» **Problem to work on**:
Write out the data below again, swapping "white van" for "delivery truck" and leaving everything else unchanged. Omit the picture lines from your version.

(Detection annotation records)
# # # # #

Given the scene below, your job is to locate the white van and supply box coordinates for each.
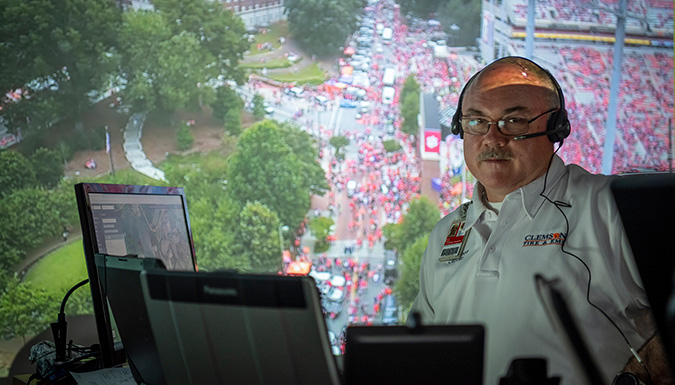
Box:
[382,67,396,87]
[314,95,328,106]
[382,28,394,43]
[288,87,305,98]
[382,87,396,104]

# # # # #

» **Finished task**:
Given the scene below, your job is to locate the delivery truck and supply box coordinates for each.
Box:
[382,67,396,87]
[314,95,328,106]
[382,28,394,43]
[288,87,305,98]
[382,87,396,104]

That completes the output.